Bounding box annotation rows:
----
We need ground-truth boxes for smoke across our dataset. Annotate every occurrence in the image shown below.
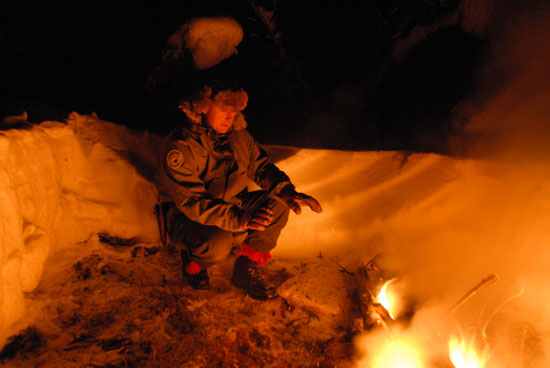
[352,1,550,368]
[452,1,550,162]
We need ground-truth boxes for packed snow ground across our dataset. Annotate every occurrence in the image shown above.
[0,114,550,367]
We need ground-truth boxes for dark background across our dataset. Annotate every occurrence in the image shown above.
[0,0,488,152]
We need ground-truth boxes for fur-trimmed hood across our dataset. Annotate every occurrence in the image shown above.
[178,85,248,130]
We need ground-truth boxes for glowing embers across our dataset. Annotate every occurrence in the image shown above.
[449,336,489,368]
[371,337,425,368]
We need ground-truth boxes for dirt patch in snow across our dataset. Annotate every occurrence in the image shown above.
[0,237,359,367]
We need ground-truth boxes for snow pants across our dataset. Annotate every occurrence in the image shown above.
[166,190,289,268]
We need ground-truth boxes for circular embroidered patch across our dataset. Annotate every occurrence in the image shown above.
[166,150,184,169]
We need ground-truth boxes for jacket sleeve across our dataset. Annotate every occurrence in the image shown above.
[247,133,294,195]
[160,140,244,231]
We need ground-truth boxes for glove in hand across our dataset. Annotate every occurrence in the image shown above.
[240,207,273,231]
[279,185,323,215]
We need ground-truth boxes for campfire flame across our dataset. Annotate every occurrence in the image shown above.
[449,336,488,368]
[377,279,397,320]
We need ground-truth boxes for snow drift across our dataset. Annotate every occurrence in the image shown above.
[0,113,550,367]
[0,113,158,343]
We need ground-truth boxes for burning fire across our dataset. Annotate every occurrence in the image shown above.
[449,336,488,368]
[377,279,397,319]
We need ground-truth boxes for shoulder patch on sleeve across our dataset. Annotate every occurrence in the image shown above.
[166,150,184,170]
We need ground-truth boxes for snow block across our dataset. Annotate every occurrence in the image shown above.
[0,118,158,346]
[277,259,353,316]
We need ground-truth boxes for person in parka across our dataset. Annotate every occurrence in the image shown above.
[159,81,322,300]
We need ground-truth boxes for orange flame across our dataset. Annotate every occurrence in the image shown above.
[377,279,397,319]
[449,336,488,368]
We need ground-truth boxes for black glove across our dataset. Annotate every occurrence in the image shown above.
[279,185,323,215]
[239,207,273,231]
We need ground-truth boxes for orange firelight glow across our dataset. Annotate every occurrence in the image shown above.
[449,336,488,368]
[377,279,397,319]
[371,338,425,368]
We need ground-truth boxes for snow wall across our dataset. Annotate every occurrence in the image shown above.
[0,113,158,345]
[0,113,550,367]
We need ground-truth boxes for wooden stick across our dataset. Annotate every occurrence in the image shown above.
[441,273,500,320]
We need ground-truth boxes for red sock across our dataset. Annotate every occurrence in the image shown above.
[237,243,271,267]
[185,261,203,275]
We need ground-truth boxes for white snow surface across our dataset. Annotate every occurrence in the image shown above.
[0,113,158,343]
[0,113,550,367]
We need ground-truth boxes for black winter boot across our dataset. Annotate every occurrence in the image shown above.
[231,256,279,300]
[181,250,210,290]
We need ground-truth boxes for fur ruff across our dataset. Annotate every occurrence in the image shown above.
[178,86,248,130]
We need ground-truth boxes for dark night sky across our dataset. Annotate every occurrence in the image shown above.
[0,0,485,151]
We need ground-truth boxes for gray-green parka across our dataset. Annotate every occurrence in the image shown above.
[159,121,294,232]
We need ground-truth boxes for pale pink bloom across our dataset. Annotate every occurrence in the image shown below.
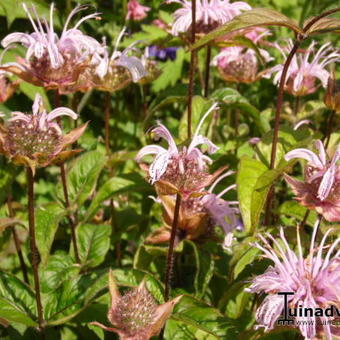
[0,94,86,170]
[126,0,151,21]
[265,40,340,96]
[167,0,251,35]
[285,140,340,222]
[247,222,340,340]
[200,171,240,249]
[2,3,106,88]
[136,104,218,184]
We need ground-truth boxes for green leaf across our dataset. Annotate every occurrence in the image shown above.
[164,296,236,340]
[76,224,111,267]
[210,87,270,133]
[178,96,213,142]
[41,252,80,293]
[236,156,268,232]
[84,177,135,221]
[185,240,215,299]
[151,48,185,92]
[67,151,106,207]
[36,203,65,266]
[192,8,303,49]
[0,272,37,327]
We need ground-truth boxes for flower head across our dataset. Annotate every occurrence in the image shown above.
[0,94,86,171]
[126,0,150,21]
[266,40,340,96]
[92,271,181,340]
[136,104,218,196]
[285,140,340,222]
[167,0,251,35]
[1,3,105,92]
[248,222,340,340]
[147,168,240,249]
[0,72,20,103]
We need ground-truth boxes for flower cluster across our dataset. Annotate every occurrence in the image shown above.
[167,0,251,35]
[285,140,340,222]
[92,271,181,340]
[212,27,273,83]
[136,104,239,248]
[0,4,151,93]
[0,94,86,172]
[248,222,340,340]
[265,40,340,96]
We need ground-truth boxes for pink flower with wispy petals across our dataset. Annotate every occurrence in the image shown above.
[136,104,218,195]
[285,140,340,222]
[247,222,340,340]
[126,0,151,21]
[167,0,251,35]
[1,3,106,92]
[265,40,340,96]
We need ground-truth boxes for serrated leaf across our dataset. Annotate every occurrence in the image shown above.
[84,177,135,221]
[236,156,268,232]
[36,203,65,266]
[67,151,106,206]
[0,272,37,327]
[191,8,303,49]
[76,224,111,267]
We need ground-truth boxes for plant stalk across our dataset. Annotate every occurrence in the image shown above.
[54,90,80,264]
[204,45,211,98]
[164,194,182,301]
[27,168,45,333]
[188,0,196,139]
[7,193,29,284]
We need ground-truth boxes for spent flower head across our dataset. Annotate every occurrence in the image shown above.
[92,271,181,340]
[126,0,151,21]
[1,3,106,93]
[285,140,340,222]
[247,222,340,340]
[0,94,86,171]
[265,40,340,96]
[136,104,218,196]
[167,0,251,35]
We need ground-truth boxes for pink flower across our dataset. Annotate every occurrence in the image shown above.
[167,0,251,35]
[247,222,340,340]
[285,140,340,222]
[0,94,86,171]
[265,40,340,96]
[91,270,182,340]
[126,0,151,21]
[136,104,218,194]
[2,3,105,91]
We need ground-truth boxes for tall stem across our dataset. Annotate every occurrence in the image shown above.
[265,40,301,225]
[7,193,29,284]
[188,0,196,139]
[105,92,111,155]
[204,45,211,98]
[27,168,45,332]
[54,90,80,263]
[164,194,182,301]
[325,110,335,149]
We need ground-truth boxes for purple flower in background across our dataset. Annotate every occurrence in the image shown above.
[247,222,340,340]
[167,0,251,35]
[285,140,340,222]
[147,45,178,61]
[265,40,340,96]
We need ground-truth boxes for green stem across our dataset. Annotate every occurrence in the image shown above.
[27,168,45,334]
[164,194,182,301]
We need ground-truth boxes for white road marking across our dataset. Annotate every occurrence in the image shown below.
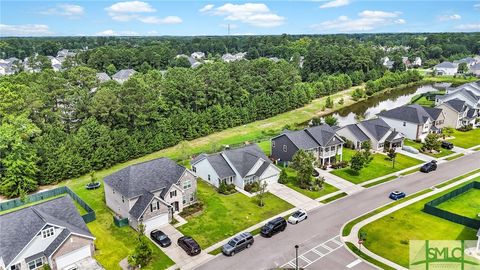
[347,259,362,268]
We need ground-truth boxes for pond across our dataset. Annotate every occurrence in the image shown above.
[332,85,447,126]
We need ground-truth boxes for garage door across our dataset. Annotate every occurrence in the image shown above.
[143,213,168,232]
[55,246,91,269]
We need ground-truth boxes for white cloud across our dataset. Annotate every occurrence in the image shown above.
[200,3,285,27]
[40,4,85,18]
[0,24,53,36]
[311,10,406,32]
[320,0,350,8]
[198,4,215,12]
[105,1,182,24]
[455,23,480,31]
[438,14,462,21]
[95,29,138,36]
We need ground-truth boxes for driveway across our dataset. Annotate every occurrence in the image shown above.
[146,224,213,270]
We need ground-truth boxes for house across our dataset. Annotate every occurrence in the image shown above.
[190,144,280,189]
[436,98,477,128]
[272,125,344,165]
[433,62,458,75]
[336,118,405,151]
[0,196,98,270]
[104,158,197,232]
[378,104,445,141]
[112,69,136,83]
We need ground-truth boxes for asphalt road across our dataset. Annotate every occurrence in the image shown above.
[197,152,480,270]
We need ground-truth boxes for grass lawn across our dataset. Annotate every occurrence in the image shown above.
[285,168,338,199]
[331,148,422,184]
[362,177,480,267]
[437,188,480,219]
[404,140,455,158]
[178,180,293,248]
[448,128,480,148]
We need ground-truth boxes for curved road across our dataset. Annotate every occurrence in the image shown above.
[197,152,480,270]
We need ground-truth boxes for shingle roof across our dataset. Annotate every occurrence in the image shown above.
[105,158,186,199]
[128,191,153,220]
[0,196,93,265]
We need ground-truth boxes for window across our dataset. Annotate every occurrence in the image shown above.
[28,258,43,269]
[42,227,55,238]
[183,179,192,190]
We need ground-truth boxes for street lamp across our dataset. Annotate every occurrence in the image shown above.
[295,245,298,270]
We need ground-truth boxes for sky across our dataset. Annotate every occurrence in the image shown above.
[0,0,480,36]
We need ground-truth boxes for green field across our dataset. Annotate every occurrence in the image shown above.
[362,177,480,267]
[437,188,480,219]
[448,128,480,148]
[331,148,422,184]
[178,180,293,248]
[284,168,338,199]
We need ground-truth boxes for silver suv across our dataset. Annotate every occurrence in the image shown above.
[222,232,254,256]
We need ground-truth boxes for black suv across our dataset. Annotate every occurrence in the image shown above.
[260,217,287,237]
[442,141,453,150]
[177,236,201,256]
[222,232,254,256]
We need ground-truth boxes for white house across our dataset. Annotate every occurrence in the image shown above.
[190,144,280,189]
[378,104,445,141]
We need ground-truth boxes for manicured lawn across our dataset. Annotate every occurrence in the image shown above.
[449,128,480,148]
[437,188,480,219]
[178,180,293,248]
[64,178,174,269]
[362,177,480,267]
[285,168,338,199]
[331,148,422,184]
[404,140,454,158]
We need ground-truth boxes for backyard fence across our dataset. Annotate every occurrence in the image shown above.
[423,182,480,229]
[0,186,96,223]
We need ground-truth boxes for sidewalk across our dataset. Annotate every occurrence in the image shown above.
[343,173,480,269]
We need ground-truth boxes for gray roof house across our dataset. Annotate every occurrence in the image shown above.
[272,125,344,165]
[378,104,445,141]
[112,69,136,83]
[190,144,280,189]
[104,158,197,231]
[336,118,405,151]
[0,195,98,269]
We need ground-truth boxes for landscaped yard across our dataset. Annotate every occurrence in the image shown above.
[362,177,480,267]
[178,180,293,248]
[437,188,480,219]
[448,128,480,148]
[284,168,338,199]
[331,148,422,184]
[404,140,455,158]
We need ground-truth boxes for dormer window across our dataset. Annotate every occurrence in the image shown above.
[42,227,55,239]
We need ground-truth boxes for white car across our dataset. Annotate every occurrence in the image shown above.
[288,209,308,224]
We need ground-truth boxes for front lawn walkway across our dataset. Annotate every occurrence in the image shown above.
[177,180,293,249]
[284,168,338,199]
[331,148,422,184]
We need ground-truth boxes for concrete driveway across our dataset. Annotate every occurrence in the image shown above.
[146,224,214,270]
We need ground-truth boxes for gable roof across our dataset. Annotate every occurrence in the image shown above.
[378,104,441,124]
[104,158,186,199]
[0,196,93,265]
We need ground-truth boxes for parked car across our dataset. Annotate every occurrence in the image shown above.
[389,190,407,200]
[150,230,172,247]
[288,209,308,224]
[442,141,453,150]
[177,236,201,256]
[222,232,254,256]
[420,160,437,173]
[260,217,287,237]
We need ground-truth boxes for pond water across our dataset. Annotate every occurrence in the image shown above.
----
REQUEST:
Convert the rows from the line containing "We need ground-truth boxes for jacket" through the line containing "[239,207,273,231]", both included, into a numbered list with blank lines omitted.

ANSWER IN FULL:
1. We need ground-truth boxes for jacket sleeve across our dataset. Annotate every occurrence in the image shown above.
2. [247,133,294,195]
3. [160,140,244,231]
4. We need ground-truth boxes for glove in hand across our dataset. Annotate every occurrence in the image shown above.
5. [240,207,273,231]
6. [279,185,323,215]
7. We need ground-truth boxes for campfire flame across our dataset. Annotate every occurrence in the image shown above.
8. [449,336,488,368]
9. [377,279,397,320]
10. We need ground-truth boxes for snow drift across our dataset. Annotate every occurrence in the image shown above.
11. [0,113,550,367]
12. [0,113,158,343]
13. We need ground-truth boxes for burning fire across our dataset. Annotate every occurrence in the image shown above.
14. [449,336,488,368]
15. [377,279,397,319]
16. We need ground-truth boxes for shoulder patch on sleeve across our dataset. Annotate every occurrence in the image shown above.
17. [166,150,184,170]
18. We need ground-truth boxes for snow block across our dataset. Annotate every occurrence in the image shown above.
19. [0,118,158,346]
20. [277,259,353,316]
21. We need ground-truth boxes for person in parka across our dataset. Annotate every occurrence in the image shown above.
22. [159,81,322,300]
23. We need ground-truth boxes for orange flame across our dataset. Annotate every occurrence in the image shown above.
24. [377,279,397,319]
25. [449,336,488,368]
26. We need ground-truth boxes for black glove across our dataset. Annotate every occurrence in the image shown above.
27. [279,185,323,215]
28. [239,207,273,231]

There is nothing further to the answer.